◆ EXERCISE DESCRIPTION
Omitting all pictures, print the lines of the listing from the one containing "Where can the crown" through the final line, both ends included, with no other text.

◆ DATA SUPPLIED
= = = = = = =
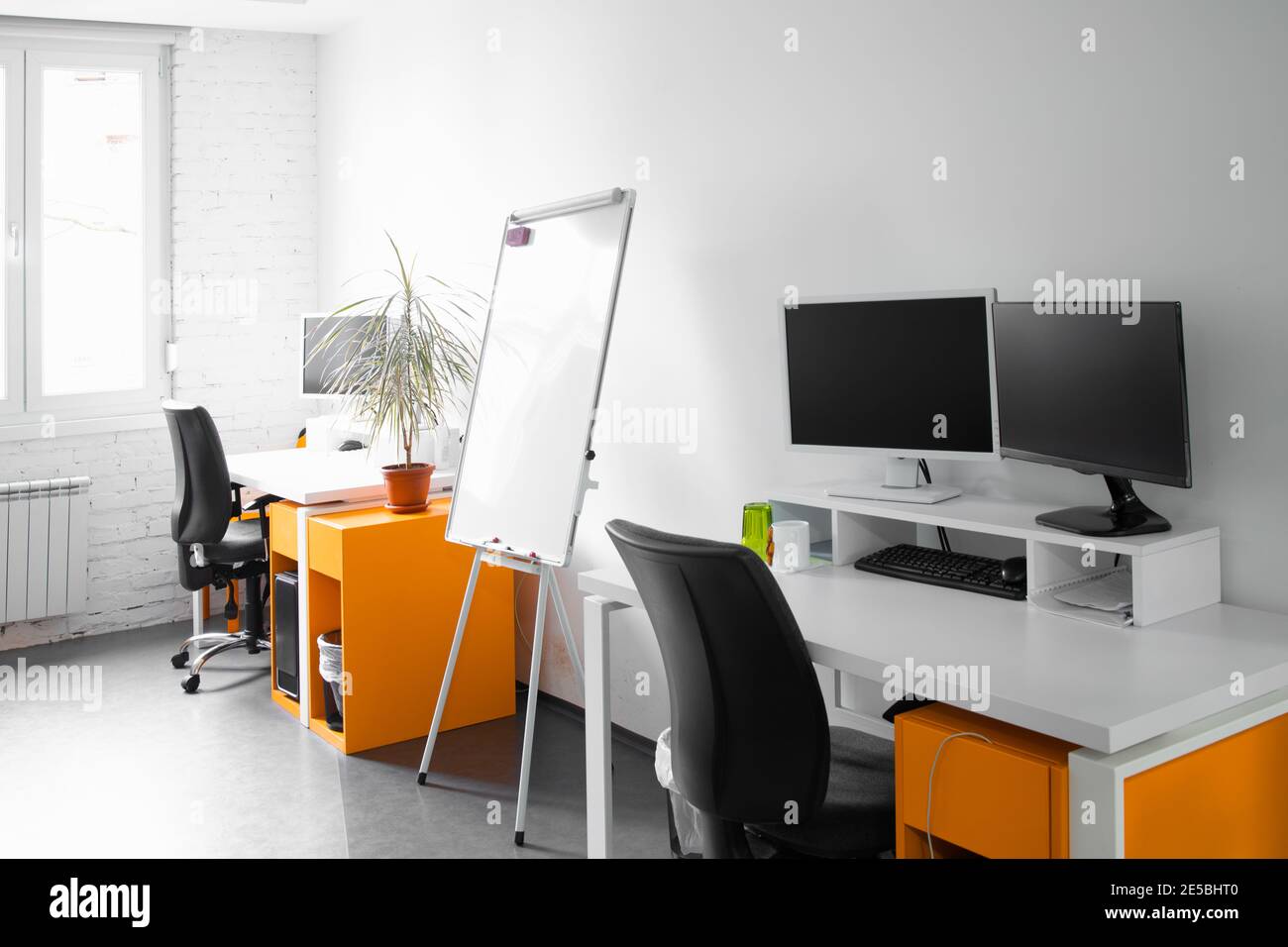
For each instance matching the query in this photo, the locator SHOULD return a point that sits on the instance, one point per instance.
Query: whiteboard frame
(567, 208)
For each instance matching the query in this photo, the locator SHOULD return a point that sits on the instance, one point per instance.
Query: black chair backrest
(748, 727)
(202, 497)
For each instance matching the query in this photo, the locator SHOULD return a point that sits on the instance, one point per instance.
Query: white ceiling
(286, 16)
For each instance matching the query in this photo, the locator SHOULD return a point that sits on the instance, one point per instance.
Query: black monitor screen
(898, 373)
(1094, 392)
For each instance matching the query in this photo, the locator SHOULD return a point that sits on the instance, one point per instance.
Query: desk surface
(1090, 684)
(317, 476)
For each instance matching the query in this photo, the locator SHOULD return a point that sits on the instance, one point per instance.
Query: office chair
(751, 748)
(214, 549)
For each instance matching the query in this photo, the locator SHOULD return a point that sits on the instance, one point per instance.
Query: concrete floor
(156, 772)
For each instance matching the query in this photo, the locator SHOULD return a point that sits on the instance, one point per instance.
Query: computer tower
(286, 633)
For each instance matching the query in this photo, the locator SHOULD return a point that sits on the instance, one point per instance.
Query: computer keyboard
(936, 567)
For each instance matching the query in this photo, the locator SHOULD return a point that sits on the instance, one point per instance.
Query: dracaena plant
(410, 357)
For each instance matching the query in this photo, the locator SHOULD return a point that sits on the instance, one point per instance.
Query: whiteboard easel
(524, 468)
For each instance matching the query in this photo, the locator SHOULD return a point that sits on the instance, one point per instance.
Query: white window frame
(12, 392)
(26, 411)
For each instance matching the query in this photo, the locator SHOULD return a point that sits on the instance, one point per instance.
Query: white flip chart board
(523, 471)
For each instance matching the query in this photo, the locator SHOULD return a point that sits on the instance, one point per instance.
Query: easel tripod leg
(451, 668)
(567, 629)
(531, 715)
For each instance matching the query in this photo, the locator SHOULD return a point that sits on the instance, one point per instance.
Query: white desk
(318, 482)
(1107, 689)
(312, 476)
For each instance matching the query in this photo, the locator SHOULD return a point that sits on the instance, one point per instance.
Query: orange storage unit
(1224, 800)
(1005, 799)
(393, 586)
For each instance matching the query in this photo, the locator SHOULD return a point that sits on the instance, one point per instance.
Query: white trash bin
(686, 832)
(331, 671)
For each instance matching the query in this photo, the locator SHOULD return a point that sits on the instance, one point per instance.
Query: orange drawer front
(282, 528)
(990, 799)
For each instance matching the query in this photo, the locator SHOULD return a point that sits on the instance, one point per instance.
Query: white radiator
(44, 543)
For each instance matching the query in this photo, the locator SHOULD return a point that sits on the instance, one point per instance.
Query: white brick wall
(244, 200)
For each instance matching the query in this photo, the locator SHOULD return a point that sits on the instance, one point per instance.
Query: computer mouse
(1014, 570)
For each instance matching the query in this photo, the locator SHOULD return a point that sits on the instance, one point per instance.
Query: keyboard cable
(943, 534)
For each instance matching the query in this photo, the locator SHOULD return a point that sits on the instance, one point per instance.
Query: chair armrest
(261, 502)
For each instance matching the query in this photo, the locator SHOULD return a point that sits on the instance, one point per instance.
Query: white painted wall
(244, 189)
(769, 167)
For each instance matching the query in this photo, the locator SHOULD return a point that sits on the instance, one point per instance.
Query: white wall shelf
(1172, 573)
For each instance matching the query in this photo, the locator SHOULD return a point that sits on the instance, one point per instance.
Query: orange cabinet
(393, 586)
(1001, 799)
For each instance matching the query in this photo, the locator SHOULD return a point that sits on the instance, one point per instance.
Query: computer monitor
(1100, 394)
(316, 372)
(902, 375)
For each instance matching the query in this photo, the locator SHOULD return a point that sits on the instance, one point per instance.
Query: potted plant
(407, 360)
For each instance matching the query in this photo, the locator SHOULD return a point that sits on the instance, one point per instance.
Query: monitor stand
(1126, 515)
(902, 484)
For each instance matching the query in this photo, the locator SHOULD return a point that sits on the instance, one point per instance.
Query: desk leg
(301, 611)
(599, 729)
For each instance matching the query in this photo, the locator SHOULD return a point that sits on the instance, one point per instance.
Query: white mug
(791, 545)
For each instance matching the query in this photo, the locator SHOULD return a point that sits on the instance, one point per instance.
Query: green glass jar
(756, 518)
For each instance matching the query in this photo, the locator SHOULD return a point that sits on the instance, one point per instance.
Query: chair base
(245, 639)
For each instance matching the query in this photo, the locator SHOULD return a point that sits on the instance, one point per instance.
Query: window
(84, 209)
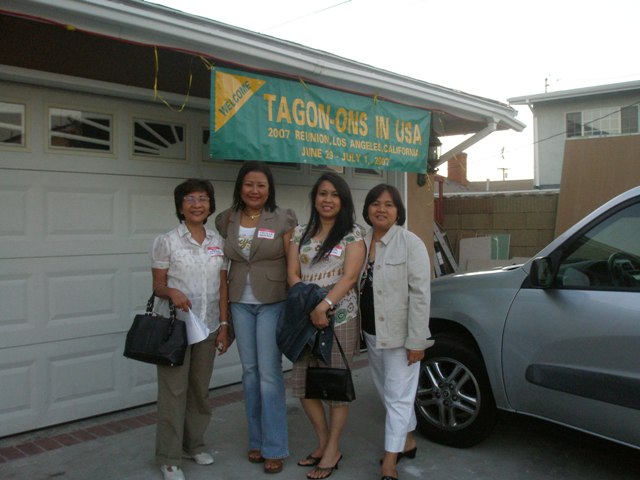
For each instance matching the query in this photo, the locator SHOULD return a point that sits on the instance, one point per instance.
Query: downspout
(445, 157)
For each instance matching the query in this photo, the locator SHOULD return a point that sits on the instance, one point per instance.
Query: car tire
(454, 403)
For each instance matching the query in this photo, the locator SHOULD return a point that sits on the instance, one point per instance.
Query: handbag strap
(172, 307)
(344, 358)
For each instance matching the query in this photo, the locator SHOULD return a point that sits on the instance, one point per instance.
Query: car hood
(479, 295)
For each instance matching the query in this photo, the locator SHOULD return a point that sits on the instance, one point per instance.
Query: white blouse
(194, 269)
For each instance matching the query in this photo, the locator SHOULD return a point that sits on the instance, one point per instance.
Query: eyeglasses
(192, 199)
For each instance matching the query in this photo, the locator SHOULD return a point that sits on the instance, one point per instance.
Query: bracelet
(331, 305)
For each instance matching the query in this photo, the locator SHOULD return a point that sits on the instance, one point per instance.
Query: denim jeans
(262, 379)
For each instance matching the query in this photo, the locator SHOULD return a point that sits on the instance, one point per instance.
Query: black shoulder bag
(326, 383)
(156, 339)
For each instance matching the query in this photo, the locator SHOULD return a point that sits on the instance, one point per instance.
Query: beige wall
(594, 171)
(420, 210)
(529, 219)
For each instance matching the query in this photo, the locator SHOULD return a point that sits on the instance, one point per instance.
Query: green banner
(256, 117)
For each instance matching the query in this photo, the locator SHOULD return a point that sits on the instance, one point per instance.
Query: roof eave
(145, 22)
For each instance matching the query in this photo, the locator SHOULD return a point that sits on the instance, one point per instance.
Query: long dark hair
(248, 167)
(344, 221)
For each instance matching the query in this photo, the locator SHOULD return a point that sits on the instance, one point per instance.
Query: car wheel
(454, 404)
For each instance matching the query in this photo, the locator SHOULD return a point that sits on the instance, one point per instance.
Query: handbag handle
(344, 358)
(172, 313)
(150, 302)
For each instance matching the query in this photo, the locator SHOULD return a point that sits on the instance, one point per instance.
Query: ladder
(445, 263)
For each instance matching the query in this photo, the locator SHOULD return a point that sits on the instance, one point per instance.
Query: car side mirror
(541, 273)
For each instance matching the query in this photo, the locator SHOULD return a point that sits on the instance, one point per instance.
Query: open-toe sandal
(273, 465)
(309, 461)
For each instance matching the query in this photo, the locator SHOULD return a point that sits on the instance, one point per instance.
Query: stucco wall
(529, 218)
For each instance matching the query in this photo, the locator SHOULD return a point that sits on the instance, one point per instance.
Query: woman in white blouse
(189, 268)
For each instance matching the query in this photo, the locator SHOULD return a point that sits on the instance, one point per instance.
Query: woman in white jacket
(394, 305)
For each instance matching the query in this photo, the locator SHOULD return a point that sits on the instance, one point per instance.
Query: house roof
(137, 21)
(576, 93)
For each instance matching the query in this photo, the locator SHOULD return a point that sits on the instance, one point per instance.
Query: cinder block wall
(528, 217)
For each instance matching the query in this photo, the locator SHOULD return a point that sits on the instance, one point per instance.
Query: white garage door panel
(57, 382)
(51, 299)
(66, 214)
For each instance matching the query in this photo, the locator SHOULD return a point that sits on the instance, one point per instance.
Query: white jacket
(401, 290)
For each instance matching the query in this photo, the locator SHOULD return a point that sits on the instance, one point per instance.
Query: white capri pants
(396, 383)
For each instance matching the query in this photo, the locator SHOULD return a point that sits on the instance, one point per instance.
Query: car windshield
(607, 256)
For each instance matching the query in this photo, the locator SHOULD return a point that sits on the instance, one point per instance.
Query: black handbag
(326, 383)
(156, 339)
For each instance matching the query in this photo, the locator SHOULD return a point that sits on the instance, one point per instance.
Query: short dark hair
(193, 185)
(375, 193)
(254, 166)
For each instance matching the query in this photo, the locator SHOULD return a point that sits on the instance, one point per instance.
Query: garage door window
(12, 124)
(80, 130)
(152, 138)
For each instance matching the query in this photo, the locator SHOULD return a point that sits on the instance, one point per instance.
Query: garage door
(86, 184)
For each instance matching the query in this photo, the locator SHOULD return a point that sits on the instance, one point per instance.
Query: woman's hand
(414, 356)
(179, 299)
(223, 341)
(160, 289)
(319, 316)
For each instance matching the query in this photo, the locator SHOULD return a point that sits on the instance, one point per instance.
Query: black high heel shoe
(323, 470)
(411, 454)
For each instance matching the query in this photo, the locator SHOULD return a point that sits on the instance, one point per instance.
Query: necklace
(252, 217)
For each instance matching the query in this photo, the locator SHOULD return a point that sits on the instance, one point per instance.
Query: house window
(12, 124)
(80, 130)
(598, 122)
(601, 122)
(574, 124)
(629, 119)
(153, 138)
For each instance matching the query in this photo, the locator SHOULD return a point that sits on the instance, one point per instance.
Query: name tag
(214, 252)
(266, 233)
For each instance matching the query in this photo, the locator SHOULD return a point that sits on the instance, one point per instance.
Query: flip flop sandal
(254, 456)
(309, 461)
(273, 465)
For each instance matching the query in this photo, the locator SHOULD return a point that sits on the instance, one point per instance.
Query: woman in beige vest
(257, 236)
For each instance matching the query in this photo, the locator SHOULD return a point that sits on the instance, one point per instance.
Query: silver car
(557, 338)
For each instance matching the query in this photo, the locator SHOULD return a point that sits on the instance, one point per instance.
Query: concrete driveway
(120, 446)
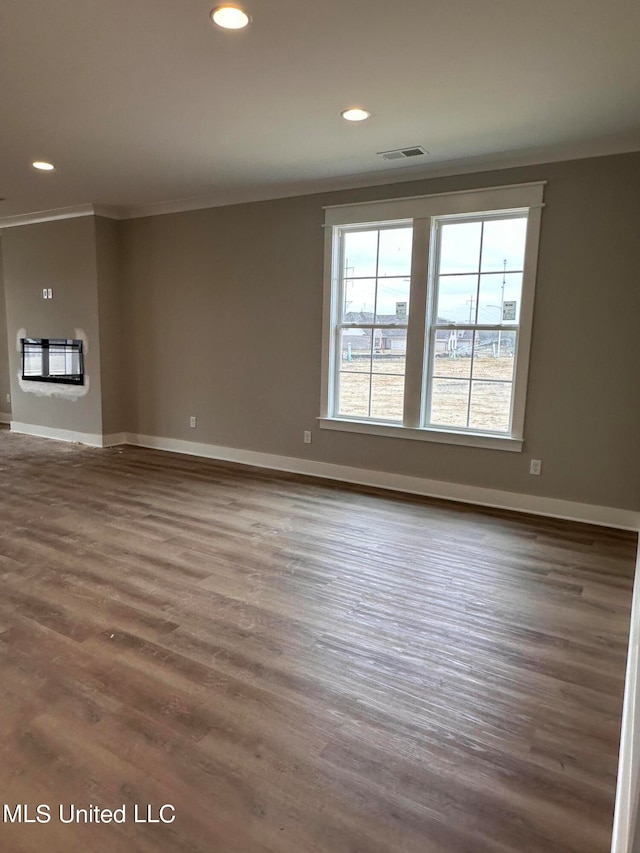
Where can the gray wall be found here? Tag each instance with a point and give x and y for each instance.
(111, 317)
(225, 308)
(5, 386)
(218, 313)
(60, 255)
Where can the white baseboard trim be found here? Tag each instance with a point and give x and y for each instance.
(554, 508)
(626, 827)
(93, 440)
(114, 439)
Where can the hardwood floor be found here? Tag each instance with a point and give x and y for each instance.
(296, 667)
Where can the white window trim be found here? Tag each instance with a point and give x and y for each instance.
(421, 210)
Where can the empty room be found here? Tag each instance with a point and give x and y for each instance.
(319, 466)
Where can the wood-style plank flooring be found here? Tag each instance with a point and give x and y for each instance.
(298, 667)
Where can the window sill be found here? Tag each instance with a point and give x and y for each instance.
(488, 441)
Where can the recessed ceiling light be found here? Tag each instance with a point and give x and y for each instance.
(230, 17)
(355, 114)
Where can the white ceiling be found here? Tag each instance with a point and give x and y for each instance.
(144, 102)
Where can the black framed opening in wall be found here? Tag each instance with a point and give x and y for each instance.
(52, 360)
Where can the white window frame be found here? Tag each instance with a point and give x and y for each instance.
(424, 212)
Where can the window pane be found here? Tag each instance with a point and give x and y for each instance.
(392, 303)
(395, 252)
(503, 240)
(32, 362)
(359, 300)
(387, 397)
(499, 298)
(360, 253)
(460, 247)
(490, 406)
(57, 361)
(355, 350)
(354, 394)
(449, 402)
(457, 299)
(453, 354)
(494, 355)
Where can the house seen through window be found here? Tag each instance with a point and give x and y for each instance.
(429, 317)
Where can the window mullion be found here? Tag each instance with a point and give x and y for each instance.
(417, 322)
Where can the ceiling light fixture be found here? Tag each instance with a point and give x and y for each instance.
(355, 114)
(230, 17)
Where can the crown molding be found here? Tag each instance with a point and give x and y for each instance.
(60, 213)
(390, 176)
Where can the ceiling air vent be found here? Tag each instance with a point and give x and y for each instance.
(403, 153)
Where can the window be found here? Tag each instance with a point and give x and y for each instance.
(428, 315)
(53, 360)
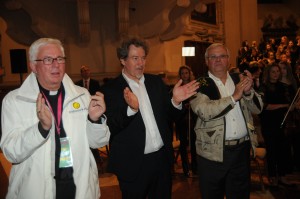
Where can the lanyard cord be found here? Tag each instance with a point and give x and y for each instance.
(59, 111)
= = = = = = =
◆ ANSWER FOR THIS EXERCISE
Where can the crown molding be found here? Tag each instance with a point and give x and y for each instance.
(60, 213)
(390, 176)
Where can the ceiling air vent be found here? Tag each instance with a point and give x and y for each instance.
(403, 153)
Where can the window be found here? Tag each instance with a point and give x and y for each instance.
(428, 315)
(53, 360)
Where can the lanyard cord be found here? Tag each instance with a point and give x and y for each instance.
(59, 111)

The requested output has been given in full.